## begin Selected text

The journal would like to invite you to enrich your article by uploading relevant code and data to the RunMyCode data repository. Your article will be then linked to a dedicated RunMyCode companion website. To create a companion website, please follow step-by-step instructions available at: http://www.runmycode.org/

Thank you for invitation. Since RunMyCode asks for the standard link (url) from the journal, once upon acceptance of this work, let me upload the code and data. Currently, all scripts and data files can be accessed at https://tonyjhwueng.info/ououcir.

The revised version of your submission is due by Jan 11, 2020.

Yours sincerely,

BYEONG U. PARK, Ph.D. Co-Editor Computational Statistics and Data Analysis

Reviewers’ comments:

Associate Editor:

I have some comments in addition to the comments by reviewers.

In section 2,2, Author mentioned intractability of OUOUCIR model but justify by OUBMBM model as an example. It would be better directly explain intractability of OUOUCIR model.

Thank you very much for your insightful suggestion, the editorial change has been made. The intractability of the OUOUCIR model is directly explained in section 2.2 in this revision.

There is no explanation/discussion based on results of Tables 4 and 5.

I am sorry. I rechecked the codes and reran simulations. After summarized 5 independent runs where each run using 50000 replicates with acceptance rate \(\delta=0.01\) resulting 500 samples, Tables 4 and 5 are updated based on 5*500 posterior samples in this revision. In addition, a big table (Table 6) is added to show the distributions (prior, posterior, posterior mean and true parameter values). Explanation as well as discussion based on these three tables are added in the manuscript.

At the end of section 4.1, authors mentioned the results from Figures 7-8 in supplementary material. Although Figures are in the supplementary material, it would be better provide a summary of the result here.

Thank you very much for suggestion. The Figures are updated in this revision where the Bayesian coverage probability for the new models (OUOUCIR and OUBMCIR) are reported. A summary that indicates the higher estimated coverage probability is added in the manuscript. The plots of the coverage probabilities of each parameter under the OUOUCIR model is provided in Figure 4 in this revision while for the plots of the coverage probability of each parameter under the OUBMCIR model is provided in Figure S1 in the online supplemental material.

In Table 5, Including the true value of the parameters makes easier to compare. Also, why \(b_1\) is not well estimated (true value is 1)? Any reason?

## end Selected text
## begin Dataset records

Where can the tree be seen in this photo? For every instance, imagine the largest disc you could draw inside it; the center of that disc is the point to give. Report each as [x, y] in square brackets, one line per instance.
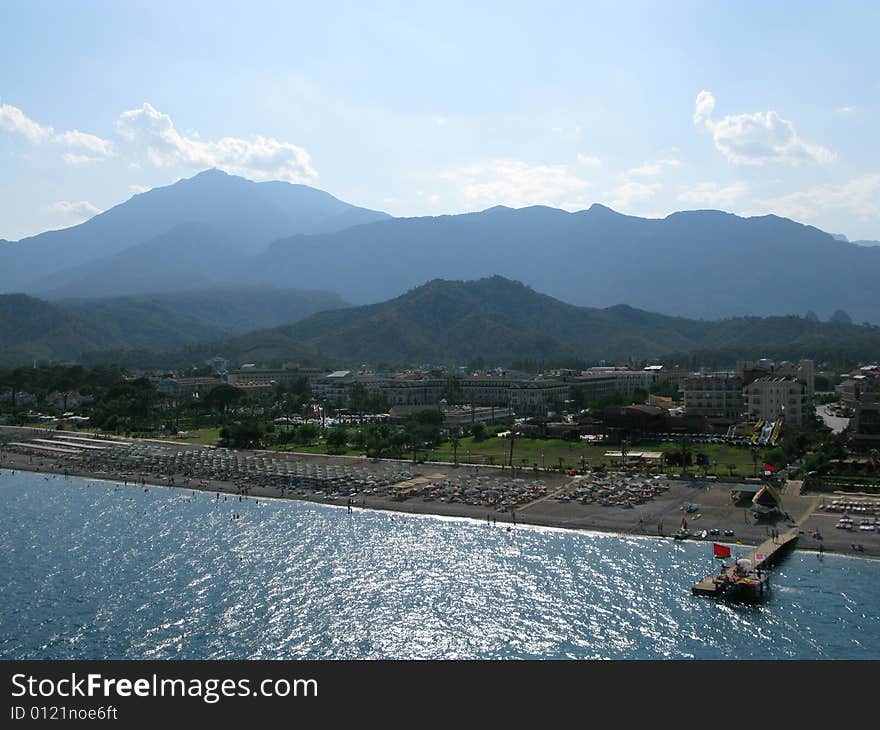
[337, 439]
[359, 398]
[455, 441]
[222, 397]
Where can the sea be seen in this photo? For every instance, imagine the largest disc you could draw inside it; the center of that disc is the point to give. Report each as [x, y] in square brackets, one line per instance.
[94, 569]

## end Dataset records

## Exercise brief
Can you reproduce the review correspondence starting at "The revised version" and ending at "comments by reviewers.", replacing "Associate Editor" with "Handling Editor"?

## The response
The revised version of your submission is due by Jan 11, 2020.

Yours sincerely,

BYEONG U. PARK, Ph.D. Co-Editor Computational Statistics and Data Analysis

Reviewers’ comments:

Handling Editor:

I have some comments in addition to the comments by reviewers.